*** Begin section ***

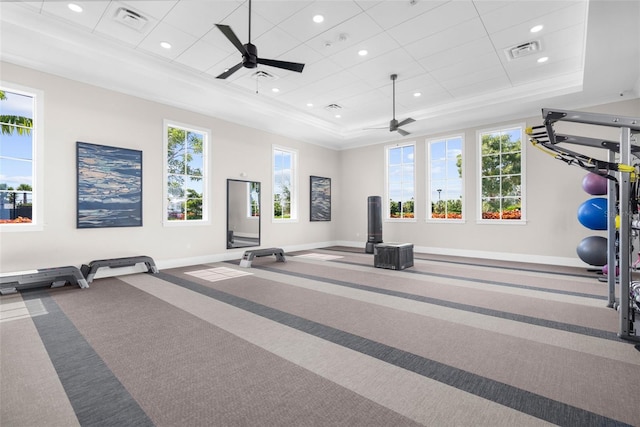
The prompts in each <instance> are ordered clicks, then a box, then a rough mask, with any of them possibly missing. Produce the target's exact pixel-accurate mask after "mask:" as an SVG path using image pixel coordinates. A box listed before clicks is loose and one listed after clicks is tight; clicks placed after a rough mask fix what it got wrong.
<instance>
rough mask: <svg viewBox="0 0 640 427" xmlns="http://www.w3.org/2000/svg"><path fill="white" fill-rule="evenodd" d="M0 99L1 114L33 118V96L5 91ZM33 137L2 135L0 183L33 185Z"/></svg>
mask: <svg viewBox="0 0 640 427" xmlns="http://www.w3.org/2000/svg"><path fill="white" fill-rule="evenodd" d="M5 96H6V99H4V100H1V101H0V115H2V116H22V117H27V118H31V119H33V117H34V99H33V97H31V96H26V95H21V94H17V93H14V92H10V91H5ZM33 137H34V134H33V132H31V134H30V135H18V133H17V132H13V133H12V134H11V135H6V134H2V135H0V183H2V184H7V187H13V188H16V187H17V186H19V185H20V184H28V185H31V186H33Z"/></svg>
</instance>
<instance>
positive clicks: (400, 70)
mask: <svg viewBox="0 0 640 427" xmlns="http://www.w3.org/2000/svg"><path fill="white" fill-rule="evenodd" d="M349 72H350V73H353V74H354V75H356V76H358V77H359V78H361V79H363V80H365V81H367V82H368V83H369V84H371V85H372V86H373V87H376V88H379V87H384V86H386V85H387V84H389V85H390V83H391V81H390V78H389V76H390V75H391V74H397V75H398V76H399V77H398V79H399V82H400V81H402V79H409V78H411V77H414V76H416V75H418V74H421V72H423V70H422V69H421V67H420V66H419V65H418V64H417V63H416V62H415V61H414V60H413V58H411V56H410V55H409V54H408V53H407V52H406V51H405V50H404V49H396V50H392V51H390V52H388V53H386V54H384V55H380V56H377V57H375V58H373V59H371V60H370V61H367V62H365V63H363V64H358V65H355V66H353V67H351V68H350V69H349ZM398 84H399V83H398Z"/></svg>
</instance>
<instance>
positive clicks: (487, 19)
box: [482, 0, 587, 34]
mask: <svg viewBox="0 0 640 427" xmlns="http://www.w3.org/2000/svg"><path fill="white" fill-rule="evenodd" d="M586 1H587V0H554V1H510V2H508V3H506V4H505V5H504V7H501V8H498V9H495V10H493V11H491V12H488V13H485V14H483V15H482V22H483V23H484V25H485V27H486V28H487V31H488V32H489V34H493V33H496V32H498V31H502V30H504V29H506V28H509V27H512V26H514V25H518V24H521V23H523V22H527V21H531V20H534V19H535V18H538V17H541V16H544V15H547V14H549V13H553V12H555V11H558V10H560V9H563V8H565V7H569V6H571V5H574V4H576V2H586Z"/></svg>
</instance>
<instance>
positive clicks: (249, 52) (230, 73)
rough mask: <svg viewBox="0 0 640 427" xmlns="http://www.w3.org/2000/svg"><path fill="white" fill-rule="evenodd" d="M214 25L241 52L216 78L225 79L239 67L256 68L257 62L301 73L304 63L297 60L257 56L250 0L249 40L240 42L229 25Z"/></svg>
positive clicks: (284, 69) (257, 50)
mask: <svg viewBox="0 0 640 427" xmlns="http://www.w3.org/2000/svg"><path fill="white" fill-rule="evenodd" d="M216 27H218V29H219V30H220V31H221V32H222V34H224V36H225V37H226V38H227V39H228V40H229V41H230V42H231V44H233V45H234V46H235V47H236V49H238V51H239V52H240V53H241V54H242V61H241V62H239V63H238V64H236V65H234V66H233V67H231V68H229V69H227V70H225V71H224V72H223V73H222V74H220V75H219V76H218V77H217V78H219V79H226V78H227V77H229V76H230V75H232V74H233V73H235V72H236V71H238V70H239V69H240V68H242V67H244V68H256V67H257V66H258V64H260V65H268V66H270V67H276V68H282V69H284V70H289V71H295V72H298V73H301V72H302V70H303V69H304V64H300V63H298V62H287V61H279V60H276V59H265V58H260V57H259V56H258V48H257V47H256V45H254V44H253V43H251V0H249V41H248V42H247V43H246V44H242V42H240V39H238V37H237V36H236V34H235V33H234V32H233V30H232V29H231V27H230V26H228V25H222V24H216Z"/></svg>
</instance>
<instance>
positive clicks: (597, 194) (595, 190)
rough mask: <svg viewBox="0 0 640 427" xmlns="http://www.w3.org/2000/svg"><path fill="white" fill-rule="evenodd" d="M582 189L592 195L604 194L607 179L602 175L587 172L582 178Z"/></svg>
mask: <svg viewBox="0 0 640 427" xmlns="http://www.w3.org/2000/svg"><path fill="white" fill-rule="evenodd" d="M582 189H583V190H584V191H586V192H587V193H589V194H591V195H592V196H604V195H605V194H607V190H608V189H609V180H608V179H607V178H605V177H604V176H602V175H598V174H597V173H593V172H589V173H588V174H586V175H585V176H584V178H582Z"/></svg>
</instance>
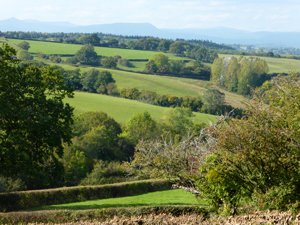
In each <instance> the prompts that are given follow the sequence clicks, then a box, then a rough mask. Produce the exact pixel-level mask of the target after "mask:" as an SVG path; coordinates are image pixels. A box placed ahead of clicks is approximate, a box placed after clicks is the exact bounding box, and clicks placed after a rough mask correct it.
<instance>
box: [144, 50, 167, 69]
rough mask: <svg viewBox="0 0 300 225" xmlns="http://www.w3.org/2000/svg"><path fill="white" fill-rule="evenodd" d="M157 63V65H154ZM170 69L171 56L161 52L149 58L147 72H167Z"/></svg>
mask: <svg viewBox="0 0 300 225" xmlns="http://www.w3.org/2000/svg"><path fill="white" fill-rule="evenodd" d="M154 65H155V66H154ZM168 70H169V57H168V56H166V55H164V54H162V53H159V54H156V55H154V56H153V57H152V58H151V59H149V61H148V63H147V65H146V72H152V71H153V72H156V71H159V72H163V73H166V72H168Z"/></svg>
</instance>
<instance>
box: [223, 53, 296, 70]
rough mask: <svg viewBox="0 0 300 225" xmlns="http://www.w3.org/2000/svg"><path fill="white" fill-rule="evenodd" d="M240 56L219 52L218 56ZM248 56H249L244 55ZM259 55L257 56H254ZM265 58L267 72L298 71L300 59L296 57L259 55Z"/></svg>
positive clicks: (262, 57) (235, 56)
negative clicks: (275, 56) (266, 56)
mask: <svg viewBox="0 0 300 225" xmlns="http://www.w3.org/2000/svg"><path fill="white" fill-rule="evenodd" d="M231 56H235V57H237V58H238V57H240V56H239V55H224V54H219V57H231ZM244 57H250V56H244ZM254 57H259V56H254ZM259 58H261V59H263V60H265V61H266V62H267V63H268V65H269V69H270V70H269V73H289V72H291V71H294V72H299V71H300V60H297V59H286V58H273V57H259Z"/></svg>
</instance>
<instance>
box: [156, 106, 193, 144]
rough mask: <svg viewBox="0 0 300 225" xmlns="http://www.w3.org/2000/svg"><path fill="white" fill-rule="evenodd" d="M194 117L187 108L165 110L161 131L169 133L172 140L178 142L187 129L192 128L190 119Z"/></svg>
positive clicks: (162, 120) (178, 107)
mask: <svg viewBox="0 0 300 225" xmlns="http://www.w3.org/2000/svg"><path fill="white" fill-rule="evenodd" d="M194 116H195V115H194V114H193V112H192V110H191V109H189V108H181V107H176V108H174V109H172V108H169V109H166V110H165V111H164V117H163V118H162V125H163V129H164V130H165V132H169V134H171V136H172V138H173V139H175V140H176V141H178V140H179V139H181V138H182V137H183V136H184V135H186V134H187V131H188V129H191V128H192V127H193V125H194V123H193V121H192V120H191V118H192V117H194Z"/></svg>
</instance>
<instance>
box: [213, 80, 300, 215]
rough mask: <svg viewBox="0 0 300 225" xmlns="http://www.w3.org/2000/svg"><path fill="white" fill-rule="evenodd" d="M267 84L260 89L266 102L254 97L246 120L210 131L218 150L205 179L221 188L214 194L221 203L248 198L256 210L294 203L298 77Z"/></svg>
mask: <svg viewBox="0 0 300 225" xmlns="http://www.w3.org/2000/svg"><path fill="white" fill-rule="evenodd" d="M272 85H273V86H272V89H271V90H270V91H269V92H267V93H266V94H267V95H268V94H269V93H271V94H272V95H269V96H272V97H271V98H270V99H268V105H266V104H265V100H264V99H263V98H261V97H260V96H258V97H257V99H255V101H254V102H253V103H252V104H251V105H249V107H248V114H247V119H242V120H232V121H230V123H229V124H228V125H226V124H223V125H222V126H221V127H219V128H218V129H216V130H214V131H213V132H212V133H213V134H214V135H215V136H216V138H217V139H218V142H217V144H216V146H215V149H216V150H217V152H218V154H216V156H215V159H214V160H213V161H212V164H211V169H210V171H215V173H216V174H217V175H216V176H215V178H212V179H211V183H212V186H213V187H215V188H218V189H219V190H221V189H222V190H223V193H221V195H219V196H218V197H219V199H220V200H221V199H223V200H221V203H222V204H223V206H224V205H226V204H227V205H228V207H229V206H230V207H232V208H236V207H237V206H239V205H240V204H241V202H240V201H241V200H244V201H246V200H248V201H250V205H252V206H254V207H255V208H257V209H260V210H261V209H277V210H287V209H292V208H293V207H294V206H295V205H297V204H298V203H297V201H299V198H300V196H299V191H298V187H299V183H300V181H299V178H298V177H299V147H298V146H299V142H300V140H299V129H298V128H297V127H298V123H299V107H298V100H299V97H300V91H299V90H300V88H299V78H298V77H296V76H294V75H292V76H289V77H280V78H276V79H273V80H272ZM211 173H212V172H208V175H209V174H211ZM224 195H226V196H228V197H227V198H226V199H225V198H224V197H223V196H224ZM214 197H215V198H216V196H214ZM295 207H297V206H295Z"/></svg>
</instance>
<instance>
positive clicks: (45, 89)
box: [0, 44, 73, 176]
mask: <svg viewBox="0 0 300 225" xmlns="http://www.w3.org/2000/svg"><path fill="white" fill-rule="evenodd" d="M15 54H16V51H15V50H14V49H13V48H11V47H9V46H8V45H7V44H3V45H2V49H0V74H1V76H0V108H1V111H0V121H1V123H0V171H1V174H2V175H4V176H16V175H17V174H18V173H19V172H20V171H23V172H24V173H27V174H32V176H34V173H35V171H37V170H40V171H42V170H44V169H45V167H44V163H45V162H46V161H48V160H50V161H52V163H53V164H54V165H58V164H59V162H58V160H57V157H61V156H62V154H63V145H62V144H63V142H70V140H71V137H72V132H71V124H72V122H73V119H72V115H73V108H72V107H70V106H69V105H68V104H65V103H64V102H63V99H64V98H65V97H72V96H73V93H72V90H70V89H68V88H67V87H66V86H65V84H64V83H63V80H62V77H61V76H60V75H59V71H54V70H53V68H51V67H48V68H36V67H34V66H31V65H29V64H22V66H19V64H20V61H19V60H14V59H12V56H13V55H15Z"/></svg>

*** End section ***

• TASK BRIEF
Please list each line of the records above that contains the word "positive".

• WRITTEN ANSWER
positive clicks: (400, 70)
positive clicks: (487, 19)
positive clicks: (249, 52) (230, 73)
positive clicks: (284, 69) (257, 50)
positive clicks: (597, 194) (595, 190)
positive clicks: (262, 57) (235, 56)
positive clicks: (162, 120) (178, 107)
positive clicks: (45, 89)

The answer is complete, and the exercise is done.